◆ **EXTRACTED INFORMATION**
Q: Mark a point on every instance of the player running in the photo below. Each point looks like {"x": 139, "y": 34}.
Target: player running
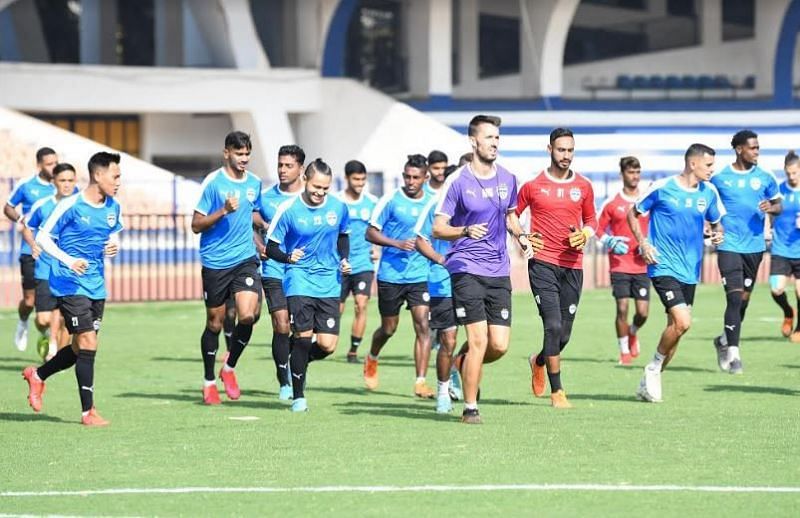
{"x": 629, "y": 278}
{"x": 476, "y": 212}
{"x": 47, "y": 315}
{"x": 79, "y": 234}
{"x": 402, "y": 272}
{"x": 678, "y": 207}
{"x": 224, "y": 218}
{"x": 26, "y": 193}
{"x": 785, "y": 250}
{"x": 360, "y": 205}
{"x": 563, "y": 216}
{"x": 748, "y": 193}
{"x": 290, "y": 184}
{"x": 312, "y": 228}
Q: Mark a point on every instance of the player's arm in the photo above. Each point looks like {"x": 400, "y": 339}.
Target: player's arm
{"x": 376, "y": 237}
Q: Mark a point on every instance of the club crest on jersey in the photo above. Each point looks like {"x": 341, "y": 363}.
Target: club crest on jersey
{"x": 502, "y": 191}
{"x": 331, "y": 218}
{"x": 701, "y": 205}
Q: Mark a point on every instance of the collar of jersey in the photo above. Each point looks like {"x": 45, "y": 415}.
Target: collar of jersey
{"x": 568, "y": 179}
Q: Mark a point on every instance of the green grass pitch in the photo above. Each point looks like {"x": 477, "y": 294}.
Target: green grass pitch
{"x": 713, "y": 429}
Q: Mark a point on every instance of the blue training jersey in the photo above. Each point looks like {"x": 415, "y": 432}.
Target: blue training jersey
{"x": 27, "y": 192}
{"x": 741, "y": 192}
{"x": 360, "y": 212}
{"x": 395, "y": 216}
{"x": 439, "y": 277}
{"x": 271, "y": 199}
{"x": 38, "y": 214}
{"x": 81, "y": 230}
{"x": 230, "y": 240}
{"x": 786, "y": 225}
{"x": 677, "y": 214}
{"x": 315, "y": 229}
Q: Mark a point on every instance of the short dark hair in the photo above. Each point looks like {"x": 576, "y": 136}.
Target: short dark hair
{"x": 101, "y": 160}
{"x": 293, "y": 151}
{"x": 697, "y": 149}
{"x": 790, "y": 158}
{"x": 482, "y": 119}
{"x": 353, "y": 167}
{"x": 43, "y": 152}
{"x": 560, "y": 132}
{"x": 318, "y": 166}
{"x": 238, "y": 140}
{"x": 436, "y": 156}
{"x": 741, "y": 137}
{"x": 416, "y": 160}
{"x": 629, "y": 162}
{"x": 60, "y": 168}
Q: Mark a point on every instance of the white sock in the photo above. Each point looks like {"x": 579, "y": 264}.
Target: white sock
{"x": 657, "y": 361}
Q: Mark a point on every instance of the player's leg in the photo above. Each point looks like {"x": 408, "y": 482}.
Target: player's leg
{"x": 390, "y": 300}
{"x": 26, "y": 303}
{"x": 640, "y": 292}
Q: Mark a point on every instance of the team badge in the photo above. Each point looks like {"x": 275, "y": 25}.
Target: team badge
{"x": 502, "y": 191}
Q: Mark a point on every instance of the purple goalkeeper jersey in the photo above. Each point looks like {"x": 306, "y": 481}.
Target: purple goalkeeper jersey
{"x": 469, "y": 200}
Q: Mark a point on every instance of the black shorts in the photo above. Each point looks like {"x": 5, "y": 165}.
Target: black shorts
{"x": 784, "y": 266}
{"x": 738, "y": 271}
{"x": 358, "y": 284}
{"x": 27, "y": 265}
{"x": 273, "y": 292}
{"x": 555, "y": 288}
{"x": 81, "y": 313}
{"x": 391, "y": 297}
{"x": 44, "y": 301}
{"x": 630, "y": 285}
{"x": 320, "y": 315}
{"x": 673, "y": 292}
{"x": 442, "y": 315}
{"x": 477, "y": 298}
{"x": 220, "y": 285}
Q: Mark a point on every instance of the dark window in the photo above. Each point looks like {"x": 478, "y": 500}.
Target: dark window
{"x": 681, "y": 7}
{"x": 135, "y": 33}
{"x": 498, "y": 45}
{"x": 738, "y": 19}
{"x": 61, "y": 27}
{"x": 374, "y": 46}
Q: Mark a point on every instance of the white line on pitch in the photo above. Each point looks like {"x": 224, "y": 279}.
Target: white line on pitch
{"x": 410, "y": 489}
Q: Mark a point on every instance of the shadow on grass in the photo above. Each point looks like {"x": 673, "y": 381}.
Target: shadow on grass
{"x": 749, "y": 389}
{"x": 28, "y": 417}
{"x": 195, "y": 397}
{"x": 402, "y": 410}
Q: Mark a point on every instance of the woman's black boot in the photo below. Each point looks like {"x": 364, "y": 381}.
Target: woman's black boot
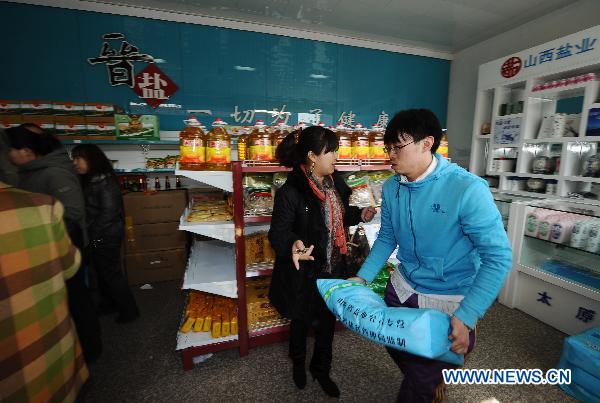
{"x": 328, "y": 386}
{"x": 299, "y": 375}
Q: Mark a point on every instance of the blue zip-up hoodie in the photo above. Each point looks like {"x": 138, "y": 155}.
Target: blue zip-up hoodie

◆ **WHAT YOU SHOULD DO**
Rewrite all the lines of the entries above as a Markdown table with two columns, Row and Line. Put each line in its own numbered row, skip blank lines, and leave the pictures out.

◆ **ANSWER**
| Row | Line |
|---|---|
| 1 | Q: Mark a point on every instance of the player running in the photo below. Each point looks like {"x": 139, "y": 34}. |
| 2 | Target: player running |
| 3 | {"x": 629, "y": 278} |
| 4 | {"x": 476, "y": 212} |
| 5 | {"x": 47, "y": 315} |
| 6 | {"x": 79, "y": 234} |
| 7 | {"x": 402, "y": 272} |
| 8 | {"x": 678, "y": 207} |
| 9 | {"x": 224, "y": 218} |
| 10 | {"x": 26, "y": 193} |
| 11 | {"x": 785, "y": 250} |
| 12 | {"x": 360, "y": 205} |
| 13 | {"x": 563, "y": 216} |
| 14 | {"x": 748, "y": 193} |
| 15 | {"x": 290, "y": 184} |
| 16 | {"x": 312, "y": 228} |
| 17 | Q: Mark a point on every instance of the player's arm in the photo above. Each point looks like {"x": 400, "y": 339}. |
| 18 | Target: player's arm |
| 19 | {"x": 376, "y": 237} |
| 20 | Q: Mark a point on every instance of the club crest on jersey in the photo above. Each point looks like {"x": 341, "y": 363}. |
| 21 | Target: club crest on jersey |
| 22 | {"x": 502, "y": 191} |
| 23 | {"x": 331, "y": 218} |
| 24 | {"x": 701, "y": 205} |
| 25 | Q: Mark a point on every instance of the collar of jersey in the photo above. Each point looks like {"x": 45, "y": 415}. |
| 26 | Target: collar of jersey |
| 27 | {"x": 568, "y": 179} |
| 28 | Q: Mark a point on every instance of the green grass pitch in the photo above. Each point looks like {"x": 477, "y": 294}. |
| 29 | Target: green grass pitch |
| 30 | {"x": 713, "y": 429} |
| 31 | Q: Mark a point on every instance of the blue training jersey in the photo above. Each point looks like {"x": 415, "y": 432}. |
| 32 | Target: blue training jersey |
| 33 | {"x": 27, "y": 192} |
| 34 | {"x": 741, "y": 192} |
| 35 | {"x": 360, "y": 212} |
| 36 | {"x": 395, "y": 216} |
| 37 | {"x": 439, "y": 277} |
| 38 | {"x": 271, "y": 199} |
| 39 | {"x": 38, "y": 214} |
| 40 | {"x": 81, "y": 230} |
| 41 | {"x": 230, "y": 240} |
| 42 | {"x": 786, "y": 225} |
| 43 | {"x": 677, "y": 214} |
| 44 | {"x": 315, "y": 229} |
| 45 | Q: Mark a point on every instance of the short dark hair in the photo above. Each point looks like {"x": 576, "y": 136}. |
| 46 | Target: short dark hair |
| 47 | {"x": 101, "y": 160} |
| 48 | {"x": 293, "y": 151} |
| 49 | {"x": 697, "y": 149} |
| 50 | {"x": 790, "y": 158} |
| 51 | {"x": 482, "y": 119} |
| 52 | {"x": 353, "y": 167} |
| 53 | {"x": 43, "y": 152} |
| 54 | {"x": 560, "y": 132} |
| 55 | {"x": 318, "y": 166} |
| 56 | {"x": 238, "y": 140} |
| 57 | {"x": 436, "y": 156} |
| 58 | {"x": 741, "y": 137} |
| 59 | {"x": 416, "y": 160} |
| 60 | {"x": 629, "y": 162} |
| 61 | {"x": 60, "y": 168} |
| 62 | Q: Mark a point on every instance of the white sock in the photo above. Each point looks like {"x": 579, "y": 264}. |
| 63 | Target: white sock |
| 64 | {"x": 657, "y": 361} |
| 65 | Q: Mark a point on every instance of the player's leg in the photo above. Each point looks like {"x": 408, "y": 482}. |
| 66 | Target: player's leg |
| 67 | {"x": 390, "y": 300} |
| 68 | {"x": 26, "y": 303} |
| 69 | {"x": 640, "y": 292} |
| 70 | Q: Mark a point on every instance of the team badge in the photo above. Each point looks like {"x": 275, "y": 25}. |
| 71 | Target: team badge |
| 72 | {"x": 502, "y": 191} |
| 73 | Q: Mark a point on every instance of the purple goalkeeper jersey in the photo above. Each point looks like {"x": 306, "y": 481}. |
| 74 | Target: purple goalkeeper jersey |
| 75 | {"x": 469, "y": 200} |
| 76 | Q: Mark a point on every instance of the black shorts in the photo above. Each point looks like {"x": 5, "y": 165}. |
| 77 | Target: black shorts |
| 78 | {"x": 784, "y": 266} |
| 79 | {"x": 738, "y": 271} |
| 80 | {"x": 358, "y": 284} |
| 81 | {"x": 27, "y": 265} |
| 82 | {"x": 273, "y": 292} |
| 83 | {"x": 555, "y": 288} |
| 84 | {"x": 81, "y": 313} |
| 85 | {"x": 391, "y": 297} |
| 86 | {"x": 44, "y": 301} |
| 87 | {"x": 630, "y": 285} |
| 88 | {"x": 320, "y": 315} |
| 89 | {"x": 673, "y": 292} |
| 90 | {"x": 442, "y": 315} |
| 91 | {"x": 477, "y": 298} |
| 92 | {"x": 220, "y": 285} |
| 93 | Q: Mark a point on every instance of the dark window in the photo above. Each point looks like {"x": 478, "y": 500}. |
| 94 | Target: dark window |
| 95 | {"x": 681, "y": 7} |
| 96 | {"x": 135, "y": 33} |
| 97 | {"x": 498, "y": 45} |
| 98 | {"x": 738, "y": 19} |
| 99 | {"x": 61, "y": 27} |
| 100 | {"x": 374, "y": 46} |
| 101 | Q: Mark a point on every instance of the white line on pitch in the photo above. Each point looks like {"x": 224, "y": 279}. |
| 102 | Target: white line on pitch |
| 103 | {"x": 410, "y": 489} |
| 104 | Q: Mark a point on every instance of the shadow on grass in the photo above. Each point looks like {"x": 673, "y": 381}. |
| 105 | Target: shadow on grass |
| 106 | {"x": 749, "y": 389} |
| 107 | {"x": 28, "y": 417} |
| 108 | {"x": 195, "y": 397} |
| 109 | {"x": 402, "y": 410} |
| 110 | Q: Mark a point on every instance of the woman's black boot in the photo below. Each point looks like {"x": 364, "y": 381}. |
| 111 | Target: woman's black boot |
| 112 | {"x": 328, "y": 386} |
| 113 | {"x": 299, "y": 375} |
| 114 | Q: Mark a point on every instance of the blue zip-up hoodie in the photo above. Each point looks like {"x": 138, "y": 155}. |
| 115 | Target: blue zip-up hoodie |